Write out the entries below once more, exactly, with the pictures left out.

-----

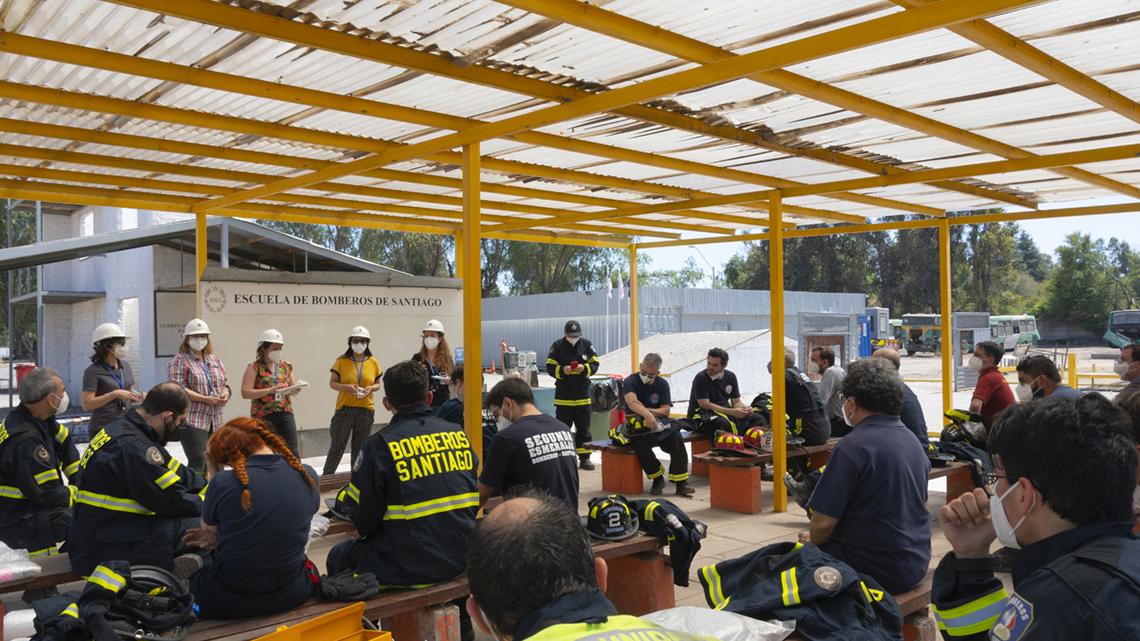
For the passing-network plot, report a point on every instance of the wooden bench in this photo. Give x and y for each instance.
(621, 473)
(646, 586)
(734, 481)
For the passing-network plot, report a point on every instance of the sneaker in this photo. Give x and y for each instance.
(186, 565)
(797, 489)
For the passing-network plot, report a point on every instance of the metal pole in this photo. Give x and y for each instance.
(945, 302)
(775, 293)
(472, 303)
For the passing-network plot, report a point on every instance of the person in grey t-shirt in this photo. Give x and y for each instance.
(108, 383)
(823, 363)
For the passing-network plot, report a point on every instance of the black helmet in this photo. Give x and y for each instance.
(611, 518)
(154, 605)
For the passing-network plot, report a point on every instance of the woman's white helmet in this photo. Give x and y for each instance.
(107, 331)
(195, 327)
(270, 337)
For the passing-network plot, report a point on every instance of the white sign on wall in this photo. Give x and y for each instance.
(171, 311)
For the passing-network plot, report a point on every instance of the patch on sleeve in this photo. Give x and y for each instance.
(1015, 621)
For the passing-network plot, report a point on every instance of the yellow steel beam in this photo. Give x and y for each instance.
(644, 34)
(775, 333)
(472, 303)
(83, 56)
(330, 40)
(1018, 50)
(835, 41)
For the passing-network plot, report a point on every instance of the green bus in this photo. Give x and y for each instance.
(1012, 331)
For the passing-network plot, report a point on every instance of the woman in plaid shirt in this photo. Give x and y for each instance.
(203, 376)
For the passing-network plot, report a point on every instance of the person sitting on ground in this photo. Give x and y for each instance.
(255, 522)
(37, 459)
(413, 495)
(534, 576)
(991, 394)
(714, 400)
(806, 415)
(1061, 491)
(823, 363)
(531, 448)
(136, 501)
(1037, 378)
(911, 413)
(646, 396)
(869, 508)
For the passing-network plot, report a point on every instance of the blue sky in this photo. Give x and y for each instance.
(1049, 234)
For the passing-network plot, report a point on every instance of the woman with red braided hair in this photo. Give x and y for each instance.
(255, 524)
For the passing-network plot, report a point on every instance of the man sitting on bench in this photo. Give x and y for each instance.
(1061, 491)
(534, 576)
(646, 396)
(714, 400)
(870, 503)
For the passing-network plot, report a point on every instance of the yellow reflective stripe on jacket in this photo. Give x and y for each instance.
(789, 589)
(975, 617)
(107, 578)
(167, 479)
(112, 503)
(352, 492)
(433, 506)
(10, 492)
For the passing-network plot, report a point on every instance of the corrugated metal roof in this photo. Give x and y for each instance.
(763, 129)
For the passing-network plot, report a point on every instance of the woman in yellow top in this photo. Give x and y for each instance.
(356, 375)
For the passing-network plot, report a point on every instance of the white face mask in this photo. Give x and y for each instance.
(1121, 367)
(1006, 533)
(1024, 392)
(64, 402)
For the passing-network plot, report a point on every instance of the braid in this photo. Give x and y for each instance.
(244, 477)
(277, 444)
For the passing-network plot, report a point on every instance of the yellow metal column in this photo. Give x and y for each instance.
(201, 252)
(634, 355)
(775, 294)
(945, 303)
(466, 249)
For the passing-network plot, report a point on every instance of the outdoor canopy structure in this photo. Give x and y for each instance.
(620, 123)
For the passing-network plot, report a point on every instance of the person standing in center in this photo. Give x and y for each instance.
(203, 376)
(571, 362)
(436, 355)
(108, 384)
(356, 375)
(262, 384)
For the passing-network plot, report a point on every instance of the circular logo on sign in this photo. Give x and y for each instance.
(827, 577)
(213, 299)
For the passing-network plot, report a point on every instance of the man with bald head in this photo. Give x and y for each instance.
(911, 414)
(532, 575)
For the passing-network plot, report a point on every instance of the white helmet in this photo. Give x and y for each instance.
(107, 331)
(271, 337)
(195, 327)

-----

§ **Solution to this task**:
For the passing-network plot, report a point on every instance of the wooden bench in this photo. Give x and y for each instance.
(621, 473)
(646, 586)
(734, 481)
For the passing-network plot, report a point on every instance of the sneaker in this photo. Give x and y for each instance.
(186, 565)
(797, 489)
For the passing-network plot, report a point on every instance of the metal pole in this photo. Give x and y for each instance.
(945, 302)
(775, 293)
(472, 303)
For the passing-network plot, report a point on every instance of the person in grey t-shirt in this photo. Give x and y for each instance.
(108, 383)
(823, 363)
For the passing-network plot, report a point on every instance of the black helmet in this photo. Give x and y for each instance.
(611, 518)
(154, 605)
For the passing-network plot, report a point on every instance of the woman's white helmet in this photo. Give x and y for each instance.
(107, 331)
(195, 327)
(270, 337)
For the passing-network plot, report a point on every instance of the white sign on wall in this photo. Give x and y for each instance.
(171, 311)
For the passing-network plot, report a point on every instance of the patch on sleeve in this photo. Give x and y for each instance.
(1015, 621)
For the passing-network plot, report a point on every instance of the yellow steel beam in this photo. Give x and y for each instance.
(644, 34)
(775, 333)
(472, 303)
(83, 56)
(330, 40)
(1018, 50)
(835, 41)
For the passing-network plot, report a point on every instance of the green bus in this photo. Give x and y for each instance.
(1012, 331)
For the passing-network plot, report a point on every instance of the woman in plaid shirt in this photo. Give x and y for each instance.
(203, 376)
For the passing-network plot, report a point on every instance of the person sitting on ground in this photo. Give x and y for each instance.
(255, 522)
(37, 459)
(413, 495)
(534, 576)
(991, 394)
(714, 400)
(806, 415)
(1061, 491)
(823, 363)
(531, 448)
(136, 501)
(1037, 378)
(911, 413)
(646, 396)
(869, 508)
For the passing-network plot, report a point on every instance of the blue sky in this photo. Give x and y for each instance.
(1049, 234)
For the passing-network plot, report a point on every instance of the woman with red braided hair in this photo. Give x and y for each instance.
(255, 524)
For the passing-network plot, report a point on every instance of the man sitting on bench in this photo. Give x and y for each instance.
(1061, 491)
(534, 576)
(646, 396)
(714, 400)
(870, 503)
For the passing-network plot, report a point on every instance of the yellow reflective stripe on jacket in this photo. Give x and y for each instance.
(789, 589)
(975, 617)
(107, 578)
(167, 479)
(112, 503)
(352, 492)
(433, 506)
(10, 492)
For the passing-network plot, report a point on every instance of the corrugated metal roof in this photo. Give x and y for each instance.
(763, 129)
For the passing-network plot, report a point on every instance of the woman in yellow top in this photo. Give x and y for each instance.
(356, 375)
For the passing-network plot, report a point on every instance of the white face mask in this photo. Give x and y for each instance.
(1121, 367)
(1006, 533)
(1024, 392)
(64, 402)
For the passing-network plot, report a point on every instance of the braid in this photo. Give x and y for each instance.
(244, 477)
(277, 444)
For the passing-network plot, report a point on every instance of the yellow metal column in this photo. Give x and y for each instance.
(201, 252)
(634, 355)
(775, 294)
(945, 303)
(466, 249)
For the passing-network plot, report a point on every instance of the outdoor canopy structure in this photo. Give x and y for each instance.
(620, 123)
For the passing-network plot, report a point on every instance of the person standing in center in this photo. Give x and y for each instance.
(203, 376)
(571, 362)
(436, 355)
(108, 384)
(356, 375)
(262, 384)
For the passing-network plot, report a point on every instance of the circular logo on sign in this photo. Give x and y for each instance.
(827, 577)
(213, 299)
For the passing-network plot, report a point on every instance of the man with bald head in this photo. Give x and y for each instance.
(911, 414)
(532, 575)
For the passing-network plot, report a point on every instance of the white helmet in this photo. Give x and y for each instance.
(107, 331)
(271, 337)
(195, 327)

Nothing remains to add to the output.